> _EXERCISE OBJECTIVE_
Copy the records below word for word, starting at the line that contains "Objective — for every instance of the white" and ending at the end of the records. Leave out the pictures.

::: EXTRACTED INFORMATION

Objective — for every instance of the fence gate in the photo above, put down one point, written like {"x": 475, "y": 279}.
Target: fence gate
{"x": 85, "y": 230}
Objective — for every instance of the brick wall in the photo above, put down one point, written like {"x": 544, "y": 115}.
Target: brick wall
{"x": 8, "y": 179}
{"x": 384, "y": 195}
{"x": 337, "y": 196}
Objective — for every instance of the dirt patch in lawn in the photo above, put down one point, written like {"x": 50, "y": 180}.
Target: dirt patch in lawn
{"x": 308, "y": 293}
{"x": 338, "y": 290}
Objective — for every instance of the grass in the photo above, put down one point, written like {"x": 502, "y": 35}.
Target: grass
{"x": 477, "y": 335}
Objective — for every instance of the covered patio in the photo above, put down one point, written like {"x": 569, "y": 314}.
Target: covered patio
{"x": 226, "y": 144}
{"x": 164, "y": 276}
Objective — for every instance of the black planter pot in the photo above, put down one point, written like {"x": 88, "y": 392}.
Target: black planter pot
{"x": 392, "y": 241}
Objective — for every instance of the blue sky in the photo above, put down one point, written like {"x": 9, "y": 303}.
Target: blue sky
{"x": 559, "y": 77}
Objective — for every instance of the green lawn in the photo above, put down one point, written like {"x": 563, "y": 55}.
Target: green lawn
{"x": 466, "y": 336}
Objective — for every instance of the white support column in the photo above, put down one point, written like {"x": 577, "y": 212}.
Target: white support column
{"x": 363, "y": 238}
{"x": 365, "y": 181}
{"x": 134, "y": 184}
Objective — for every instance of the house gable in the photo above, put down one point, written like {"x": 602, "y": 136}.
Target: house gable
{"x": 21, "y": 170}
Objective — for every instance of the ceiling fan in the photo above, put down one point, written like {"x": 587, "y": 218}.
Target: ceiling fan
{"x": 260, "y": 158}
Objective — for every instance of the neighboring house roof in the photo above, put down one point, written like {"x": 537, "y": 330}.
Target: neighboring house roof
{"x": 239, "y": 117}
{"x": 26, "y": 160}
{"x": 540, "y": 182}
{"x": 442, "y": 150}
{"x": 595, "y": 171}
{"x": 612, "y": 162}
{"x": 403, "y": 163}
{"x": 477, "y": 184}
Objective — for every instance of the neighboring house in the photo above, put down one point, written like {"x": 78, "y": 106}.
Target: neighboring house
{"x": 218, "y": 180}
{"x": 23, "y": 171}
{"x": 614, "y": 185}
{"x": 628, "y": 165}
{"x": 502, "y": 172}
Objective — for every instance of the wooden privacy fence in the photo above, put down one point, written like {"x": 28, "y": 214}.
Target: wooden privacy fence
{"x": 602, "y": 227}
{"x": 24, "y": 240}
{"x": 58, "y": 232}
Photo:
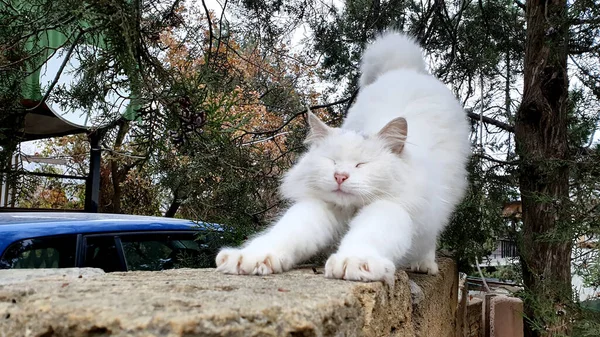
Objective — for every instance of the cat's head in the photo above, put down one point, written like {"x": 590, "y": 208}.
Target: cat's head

::::::

> _OUTPUT BELOW_
Objective — for every instance of the white support column in the photo above, put down one point, written like {"x": 577, "y": 212}.
Target: white support column
{"x": 363, "y": 238}
{"x": 365, "y": 181}
{"x": 134, "y": 184}
Objective — for every instance of the house gable in the photo above, put down one point, written like {"x": 602, "y": 136}.
Target: house gable
{"x": 21, "y": 170}
Objective — for every instance of the ceiling fan in the photo above, put down one point, written like {"x": 587, "y": 218}.
Target: ceiling fan
{"x": 260, "y": 158}
Objective — for every instance of the neighboring house roof in the photo above, put down one point, written like {"x": 537, "y": 330}.
Target: neighboring house roof
{"x": 239, "y": 117}
{"x": 26, "y": 160}
{"x": 540, "y": 182}
{"x": 442, "y": 150}
{"x": 595, "y": 171}
{"x": 612, "y": 162}
{"x": 403, "y": 163}
{"x": 477, "y": 184}
Objective — for every instance of the neighboring house in the photo above, put down one point, written like {"x": 78, "y": 106}.
Target: neighboring house
{"x": 218, "y": 180}
{"x": 23, "y": 171}
{"x": 614, "y": 185}
{"x": 628, "y": 165}
{"x": 502, "y": 172}
Objective — for every instance of the wooden privacy fence in the photo above, put down one point, written like {"x": 28, "y": 214}.
Target: wooden privacy fence
{"x": 602, "y": 227}
{"x": 24, "y": 240}
{"x": 58, "y": 232}
Photo:
Objective — for every instance of the cat's head in the photo above, put down one point, written like {"x": 590, "y": 208}.
Target: cat's head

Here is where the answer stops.